TASK OBJECTIVE — Working through the records below, count the lines that include "well". The reply is that number alone.

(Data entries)
* * *
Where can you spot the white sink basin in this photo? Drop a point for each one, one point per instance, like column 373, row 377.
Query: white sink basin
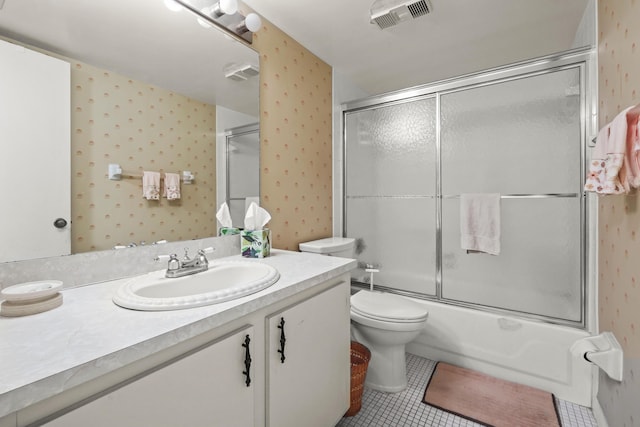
column 223, row 281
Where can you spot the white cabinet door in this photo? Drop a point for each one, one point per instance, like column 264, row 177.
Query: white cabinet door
column 309, row 385
column 206, row 388
column 35, row 161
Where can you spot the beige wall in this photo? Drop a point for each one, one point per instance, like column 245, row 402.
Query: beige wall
column 118, row 120
column 619, row 223
column 619, row 216
column 296, row 140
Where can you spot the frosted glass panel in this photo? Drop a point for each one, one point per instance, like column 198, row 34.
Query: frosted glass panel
column 520, row 136
column 538, row 269
column 398, row 236
column 391, row 150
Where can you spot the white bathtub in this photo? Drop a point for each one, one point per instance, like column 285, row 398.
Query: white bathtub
column 523, row 351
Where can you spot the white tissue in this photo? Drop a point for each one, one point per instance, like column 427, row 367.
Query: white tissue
column 223, row 215
column 256, row 218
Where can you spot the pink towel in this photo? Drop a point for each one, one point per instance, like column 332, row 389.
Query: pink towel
column 632, row 157
column 609, row 170
column 480, row 222
column 171, row 186
column 151, row 185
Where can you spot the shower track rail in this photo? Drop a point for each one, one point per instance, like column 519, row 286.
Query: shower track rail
column 457, row 196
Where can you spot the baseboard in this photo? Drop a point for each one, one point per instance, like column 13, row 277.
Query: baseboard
column 598, row 414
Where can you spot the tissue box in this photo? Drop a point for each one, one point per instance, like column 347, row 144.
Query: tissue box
column 227, row 231
column 255, row 244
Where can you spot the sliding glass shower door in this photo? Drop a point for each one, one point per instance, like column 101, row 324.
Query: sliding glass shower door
column 390, row 201
column 407, row 161
column 522, row 139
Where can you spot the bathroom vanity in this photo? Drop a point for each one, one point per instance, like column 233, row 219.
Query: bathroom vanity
column 279, row 357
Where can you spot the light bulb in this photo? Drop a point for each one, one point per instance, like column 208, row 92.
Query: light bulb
column 253, row 22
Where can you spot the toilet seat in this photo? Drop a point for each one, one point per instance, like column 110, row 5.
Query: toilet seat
column 387, row 307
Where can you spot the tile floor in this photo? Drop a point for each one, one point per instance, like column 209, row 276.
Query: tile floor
column 406, row 409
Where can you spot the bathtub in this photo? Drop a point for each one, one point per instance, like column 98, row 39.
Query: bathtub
column 523, row 351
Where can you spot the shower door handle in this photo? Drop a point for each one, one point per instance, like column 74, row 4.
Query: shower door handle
column 283, row 340
column 247, row 361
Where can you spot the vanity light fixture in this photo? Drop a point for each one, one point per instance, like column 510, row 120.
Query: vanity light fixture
column 224, row 15
column 223, row 7
column 172, row 6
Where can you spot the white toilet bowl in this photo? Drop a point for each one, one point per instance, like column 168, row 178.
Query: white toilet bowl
column 385, row 323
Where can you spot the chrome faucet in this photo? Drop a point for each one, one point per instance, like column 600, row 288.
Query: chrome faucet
column 186, row 266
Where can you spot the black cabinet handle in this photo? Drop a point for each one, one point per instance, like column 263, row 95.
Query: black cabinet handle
column 247, row 361
column 60, row 223
column 283, row 340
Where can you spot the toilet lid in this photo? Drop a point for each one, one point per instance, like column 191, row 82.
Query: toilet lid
column 383, row 306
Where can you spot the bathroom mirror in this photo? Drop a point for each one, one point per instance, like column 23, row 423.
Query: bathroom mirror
column 162, row 52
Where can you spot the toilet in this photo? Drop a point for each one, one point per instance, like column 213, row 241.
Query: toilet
column 383, row 322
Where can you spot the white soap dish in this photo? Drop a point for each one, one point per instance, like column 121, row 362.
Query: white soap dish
column 31, row 291
column 25, row 308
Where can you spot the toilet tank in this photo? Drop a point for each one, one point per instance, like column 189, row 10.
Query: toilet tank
column 333, row 246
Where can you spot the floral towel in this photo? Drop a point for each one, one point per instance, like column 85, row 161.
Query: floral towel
column 171, row 186
column 151, row 185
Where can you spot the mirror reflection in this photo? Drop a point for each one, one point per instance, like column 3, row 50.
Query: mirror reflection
column 148, row 92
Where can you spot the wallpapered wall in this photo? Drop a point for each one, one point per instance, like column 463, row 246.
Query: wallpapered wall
column 619, row 216
column 118, row 120
column 296, row 139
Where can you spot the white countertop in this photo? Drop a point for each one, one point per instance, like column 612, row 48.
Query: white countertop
column 88, row 336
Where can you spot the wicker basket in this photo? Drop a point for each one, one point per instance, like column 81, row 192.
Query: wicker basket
column 360, row 356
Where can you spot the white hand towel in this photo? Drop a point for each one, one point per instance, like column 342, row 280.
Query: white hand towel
column 480, row 222
column 151, row 185
column 171, row 186
column 249, row 200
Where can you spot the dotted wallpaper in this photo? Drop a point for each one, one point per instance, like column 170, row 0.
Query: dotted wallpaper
column 619, row 216
column 118, row 120
column 296, row 139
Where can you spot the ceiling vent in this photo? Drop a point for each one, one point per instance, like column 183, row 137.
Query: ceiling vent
column 241, row 72
column 387, row 13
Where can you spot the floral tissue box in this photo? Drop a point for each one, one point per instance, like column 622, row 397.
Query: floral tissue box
column 227, row 231
column 255, row 244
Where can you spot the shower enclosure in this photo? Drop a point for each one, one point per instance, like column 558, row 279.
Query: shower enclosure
column 518, row 131
column 243, row 170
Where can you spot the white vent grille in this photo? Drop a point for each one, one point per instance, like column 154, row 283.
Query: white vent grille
column 241, row 72
column 387, row 13
column 419, row 8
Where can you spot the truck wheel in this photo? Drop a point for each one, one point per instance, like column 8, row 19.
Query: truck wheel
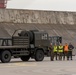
column 5, row 56
column 25, row 58
column 39, row 56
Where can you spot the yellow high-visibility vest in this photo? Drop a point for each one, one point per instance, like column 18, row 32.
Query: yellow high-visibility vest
column 60, row 49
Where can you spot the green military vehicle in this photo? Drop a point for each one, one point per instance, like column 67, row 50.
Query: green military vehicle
column 25, row 45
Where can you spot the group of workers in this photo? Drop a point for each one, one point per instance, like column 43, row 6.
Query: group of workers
column 60, row 52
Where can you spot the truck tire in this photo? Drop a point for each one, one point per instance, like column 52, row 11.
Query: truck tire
column 5, row 56
column 25, row 58
column 39, row 56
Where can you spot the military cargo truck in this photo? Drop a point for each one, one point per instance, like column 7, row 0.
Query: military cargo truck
column 25, row 45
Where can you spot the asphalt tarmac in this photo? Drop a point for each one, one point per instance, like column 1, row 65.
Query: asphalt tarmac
column 46, row 67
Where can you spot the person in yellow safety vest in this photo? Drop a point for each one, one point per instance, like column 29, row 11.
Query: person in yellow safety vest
column 55, row 51
column 60, row 50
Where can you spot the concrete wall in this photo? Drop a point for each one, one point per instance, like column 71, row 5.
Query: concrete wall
column 33, row 16
column 54, row 22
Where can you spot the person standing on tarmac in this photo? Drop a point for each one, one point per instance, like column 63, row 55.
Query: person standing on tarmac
column 65, row 51
column 55, row 51
column 60, row 50
column 51, row 52
column 71, row 47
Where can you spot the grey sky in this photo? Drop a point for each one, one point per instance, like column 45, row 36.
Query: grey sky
column 55, row 5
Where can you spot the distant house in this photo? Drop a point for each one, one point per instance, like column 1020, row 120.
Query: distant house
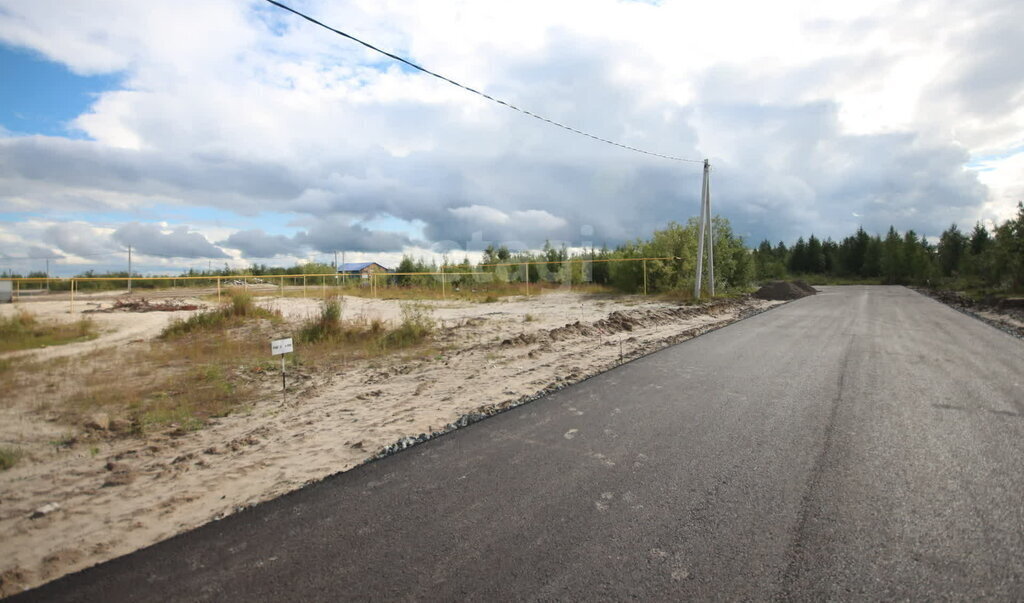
column 364, row 269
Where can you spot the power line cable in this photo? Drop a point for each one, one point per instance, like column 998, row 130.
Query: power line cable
column 475, row 91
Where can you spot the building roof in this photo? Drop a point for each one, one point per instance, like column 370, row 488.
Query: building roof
column 356, row 266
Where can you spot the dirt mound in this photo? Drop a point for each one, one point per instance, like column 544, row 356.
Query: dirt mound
column 780, row 290
column 803, row 285
column 143, row 305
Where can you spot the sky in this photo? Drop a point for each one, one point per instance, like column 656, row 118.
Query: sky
column 212, row 132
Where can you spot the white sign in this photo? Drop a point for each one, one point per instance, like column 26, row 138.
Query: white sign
column 281, row 346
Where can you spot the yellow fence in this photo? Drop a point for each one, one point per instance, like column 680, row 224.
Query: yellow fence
column 443, row 275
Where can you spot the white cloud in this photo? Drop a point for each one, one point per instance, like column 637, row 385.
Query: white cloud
column 812, row 112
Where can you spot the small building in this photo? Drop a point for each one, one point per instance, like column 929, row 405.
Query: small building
column 364, row 269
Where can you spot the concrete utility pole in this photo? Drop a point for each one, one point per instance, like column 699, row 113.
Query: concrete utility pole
column 706, row 225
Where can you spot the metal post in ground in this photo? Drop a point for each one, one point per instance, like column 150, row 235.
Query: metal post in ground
column 711, row 239
column 700, row 237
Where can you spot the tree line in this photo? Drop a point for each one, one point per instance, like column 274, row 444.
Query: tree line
column 981, row 258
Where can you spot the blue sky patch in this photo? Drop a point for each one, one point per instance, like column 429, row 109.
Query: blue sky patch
column 41, row 97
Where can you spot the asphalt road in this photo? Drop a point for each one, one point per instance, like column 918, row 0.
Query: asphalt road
column 863, row 443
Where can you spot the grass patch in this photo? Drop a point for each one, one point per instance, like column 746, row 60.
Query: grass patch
column 370, row 338
column 9, row 457
column 416, row 326
column 23, row 331
column 239, row 308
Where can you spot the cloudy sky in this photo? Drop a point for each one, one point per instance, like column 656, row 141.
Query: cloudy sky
column 204, row 132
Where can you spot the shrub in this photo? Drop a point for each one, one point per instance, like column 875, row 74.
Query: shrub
column 325, row 327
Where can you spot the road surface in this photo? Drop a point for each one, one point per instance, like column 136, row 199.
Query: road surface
column 866, row 442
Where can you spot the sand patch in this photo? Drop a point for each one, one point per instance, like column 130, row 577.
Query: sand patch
column 115, row 496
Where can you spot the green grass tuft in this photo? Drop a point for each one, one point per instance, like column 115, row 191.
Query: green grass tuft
column 24, row 331
column 9, row 457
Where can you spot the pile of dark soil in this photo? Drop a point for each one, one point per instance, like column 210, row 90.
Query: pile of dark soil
column 803, row 285
column 780, row 290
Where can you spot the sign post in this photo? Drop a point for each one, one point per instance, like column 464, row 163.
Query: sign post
column 280, row 347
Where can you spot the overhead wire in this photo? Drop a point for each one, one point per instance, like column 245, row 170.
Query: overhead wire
column 478, row 92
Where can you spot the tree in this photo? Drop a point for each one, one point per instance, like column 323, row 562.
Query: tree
column 952, row 244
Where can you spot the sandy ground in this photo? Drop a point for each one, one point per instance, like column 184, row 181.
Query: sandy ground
column 130, row 492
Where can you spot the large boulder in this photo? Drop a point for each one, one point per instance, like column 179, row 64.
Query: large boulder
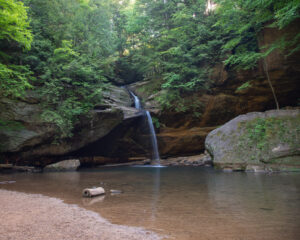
column 35, row 142
column 231, row 94
column 257, row 141
column 66, row 165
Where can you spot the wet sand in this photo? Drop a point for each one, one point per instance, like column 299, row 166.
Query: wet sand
column 35, row 217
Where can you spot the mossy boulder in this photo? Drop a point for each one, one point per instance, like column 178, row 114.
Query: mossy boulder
column 270, row 140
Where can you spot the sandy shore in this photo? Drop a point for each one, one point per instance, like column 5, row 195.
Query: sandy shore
column 35, row 217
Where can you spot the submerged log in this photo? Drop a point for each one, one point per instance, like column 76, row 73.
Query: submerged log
column 92, row 192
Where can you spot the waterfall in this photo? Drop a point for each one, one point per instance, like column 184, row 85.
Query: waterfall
column 155, row 153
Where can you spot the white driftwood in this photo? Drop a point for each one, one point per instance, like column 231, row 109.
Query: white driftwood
column 92, row 192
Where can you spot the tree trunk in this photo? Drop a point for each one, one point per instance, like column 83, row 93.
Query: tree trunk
column 265, row 66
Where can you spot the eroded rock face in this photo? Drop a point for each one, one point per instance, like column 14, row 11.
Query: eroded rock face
column 66, row 165
column 257, row 141
column 35, row 143
column 183, row 133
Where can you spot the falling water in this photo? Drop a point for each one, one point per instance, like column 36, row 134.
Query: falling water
column 155, row 153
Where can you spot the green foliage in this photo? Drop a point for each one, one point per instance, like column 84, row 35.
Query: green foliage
column 14, row 80
column 70, row 89
column 243, row 20
column 14, row 29
column 155, row 122
column 14, row 23
column 10, row 125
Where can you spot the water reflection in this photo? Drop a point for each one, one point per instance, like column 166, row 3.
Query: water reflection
column 185, row 203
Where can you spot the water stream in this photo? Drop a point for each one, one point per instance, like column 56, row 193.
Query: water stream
column 155, row 153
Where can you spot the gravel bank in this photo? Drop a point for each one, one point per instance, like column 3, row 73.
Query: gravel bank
column 35, row 217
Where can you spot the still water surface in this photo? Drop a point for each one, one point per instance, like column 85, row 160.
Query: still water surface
column 184, row 203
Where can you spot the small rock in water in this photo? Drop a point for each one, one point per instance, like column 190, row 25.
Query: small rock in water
column 113, row 191
column 92, row 192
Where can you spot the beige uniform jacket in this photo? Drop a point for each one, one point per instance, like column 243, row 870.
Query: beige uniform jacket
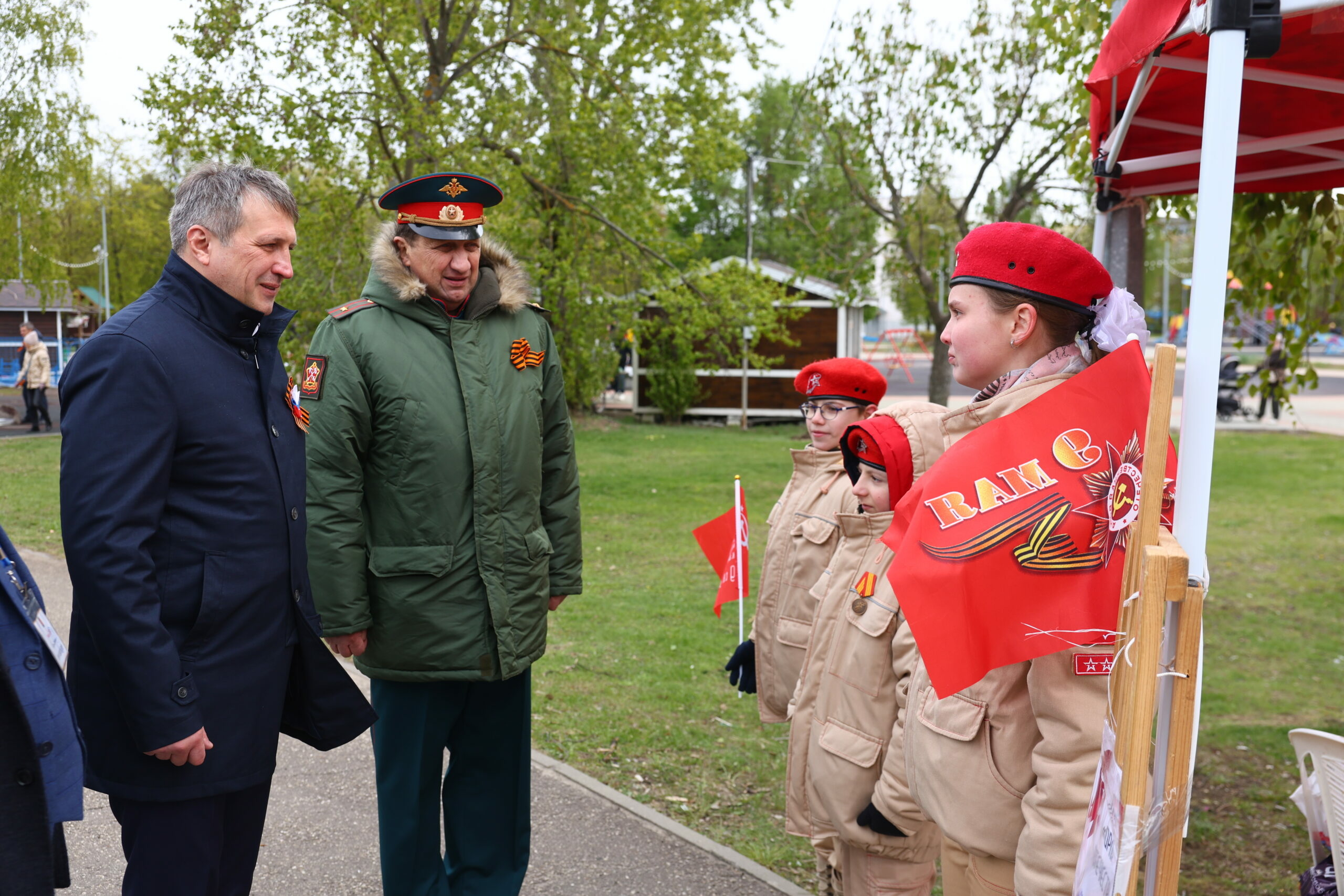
column 1006, row 766
column 37, row 367
column 802, row 541
column 844, row 708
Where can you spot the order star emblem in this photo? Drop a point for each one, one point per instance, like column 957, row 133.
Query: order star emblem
column 1116, row 492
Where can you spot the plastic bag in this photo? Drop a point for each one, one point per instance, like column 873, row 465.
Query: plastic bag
column 1319, row 880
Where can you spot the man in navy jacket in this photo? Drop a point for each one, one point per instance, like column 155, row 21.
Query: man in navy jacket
column 182, row 504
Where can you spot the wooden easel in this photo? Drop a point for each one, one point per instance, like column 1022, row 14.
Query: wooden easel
column 1156, row 573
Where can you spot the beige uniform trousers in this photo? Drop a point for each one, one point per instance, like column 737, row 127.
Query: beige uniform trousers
column 967, row 875
column 862, row 873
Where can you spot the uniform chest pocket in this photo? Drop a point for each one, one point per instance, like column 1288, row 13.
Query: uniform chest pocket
column 860, row 653
column 814, row 529
column 956, row 716
column 869, row 616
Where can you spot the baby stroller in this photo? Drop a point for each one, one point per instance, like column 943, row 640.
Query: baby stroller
column 1229, row 395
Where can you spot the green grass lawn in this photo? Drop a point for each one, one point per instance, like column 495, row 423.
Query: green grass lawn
column 631, row 690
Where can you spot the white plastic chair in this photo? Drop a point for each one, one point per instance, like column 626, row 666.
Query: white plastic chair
column 1327, row 753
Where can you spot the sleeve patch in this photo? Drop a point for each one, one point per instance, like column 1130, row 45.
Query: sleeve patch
column 311, row 385
column 1093, row 664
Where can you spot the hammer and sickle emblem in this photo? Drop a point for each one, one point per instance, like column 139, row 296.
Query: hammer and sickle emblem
column 1120, row 499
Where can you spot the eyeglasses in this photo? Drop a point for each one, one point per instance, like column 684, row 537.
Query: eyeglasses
column 828, row 412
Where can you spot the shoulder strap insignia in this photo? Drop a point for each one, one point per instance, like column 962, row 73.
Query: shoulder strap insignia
column 350, row 308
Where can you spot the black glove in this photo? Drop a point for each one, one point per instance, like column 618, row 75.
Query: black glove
column 877, row 823
column 742, row 667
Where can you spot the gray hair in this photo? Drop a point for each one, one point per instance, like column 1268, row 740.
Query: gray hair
column 212, row 195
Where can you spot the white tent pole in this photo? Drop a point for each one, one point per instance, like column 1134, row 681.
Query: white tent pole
column 1203, row 347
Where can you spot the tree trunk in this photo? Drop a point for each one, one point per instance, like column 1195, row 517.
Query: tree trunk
column 940, row 378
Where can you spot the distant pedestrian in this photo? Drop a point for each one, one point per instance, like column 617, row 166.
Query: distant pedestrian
column 35, row 376
column 444, row 503
column 41, row 753
column 1277, row 366
column 194, row 637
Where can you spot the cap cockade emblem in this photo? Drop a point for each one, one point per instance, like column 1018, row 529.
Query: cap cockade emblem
column 522, row 355
column 452, row 188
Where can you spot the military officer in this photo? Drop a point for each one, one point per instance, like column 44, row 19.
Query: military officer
column 444, row 524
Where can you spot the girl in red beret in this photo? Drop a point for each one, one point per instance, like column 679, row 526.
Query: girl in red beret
column 844, row 708
column 835, row 394
column 1004, row 767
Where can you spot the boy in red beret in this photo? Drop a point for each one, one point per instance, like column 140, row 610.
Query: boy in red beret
column 1006, row 766
column 838, row 393
column 844, row 708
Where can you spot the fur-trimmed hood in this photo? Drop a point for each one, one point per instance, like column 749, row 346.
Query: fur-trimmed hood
column 503, row 282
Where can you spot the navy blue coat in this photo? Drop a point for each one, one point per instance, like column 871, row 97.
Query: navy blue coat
column 182, row 508
column 41, row 690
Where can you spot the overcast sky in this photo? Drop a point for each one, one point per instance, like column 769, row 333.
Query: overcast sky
column 125, row 47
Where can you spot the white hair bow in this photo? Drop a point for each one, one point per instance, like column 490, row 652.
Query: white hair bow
column 1119, row 320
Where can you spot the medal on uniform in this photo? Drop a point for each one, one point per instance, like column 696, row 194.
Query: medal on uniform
column 301, row 418
column 522, row 355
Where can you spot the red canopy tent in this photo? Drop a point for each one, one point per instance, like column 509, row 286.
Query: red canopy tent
column 1292, row 136
column 1178, row 108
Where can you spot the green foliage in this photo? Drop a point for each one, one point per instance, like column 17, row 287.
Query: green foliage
column 803, row 215
column 44, row 125
column 908, row 104
column 68, row 227
column 698, row 324
column 591, row 117
column 1295, row 242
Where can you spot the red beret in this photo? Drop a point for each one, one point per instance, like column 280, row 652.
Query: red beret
column 881, row 441
column 842, row 378
column 1034, row 262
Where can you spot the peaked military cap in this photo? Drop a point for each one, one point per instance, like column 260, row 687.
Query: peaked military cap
column 444, row 206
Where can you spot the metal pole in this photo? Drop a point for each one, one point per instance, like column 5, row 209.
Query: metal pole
column 1100, row 226
column 107, row 277
column 747, row 366
column 738, row 532
column 1167, row 279
column 750, row 178
column 1203, row 345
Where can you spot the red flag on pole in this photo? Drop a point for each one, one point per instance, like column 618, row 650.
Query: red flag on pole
column 722, row 550
column 1012, row 546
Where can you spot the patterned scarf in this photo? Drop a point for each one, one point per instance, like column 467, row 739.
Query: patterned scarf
column 1066, row 359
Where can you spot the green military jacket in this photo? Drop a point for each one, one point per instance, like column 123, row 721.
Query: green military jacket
column 443, row 488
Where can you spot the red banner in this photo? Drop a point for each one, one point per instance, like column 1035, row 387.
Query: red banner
column 1012, row 546
column 721, row 550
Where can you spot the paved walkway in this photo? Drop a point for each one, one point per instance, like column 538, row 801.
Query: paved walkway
column 322, row 830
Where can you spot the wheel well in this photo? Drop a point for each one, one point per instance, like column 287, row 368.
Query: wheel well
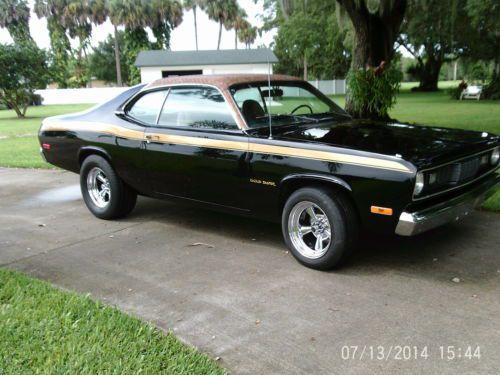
* * *
ANSWER TO THIS TASK — 2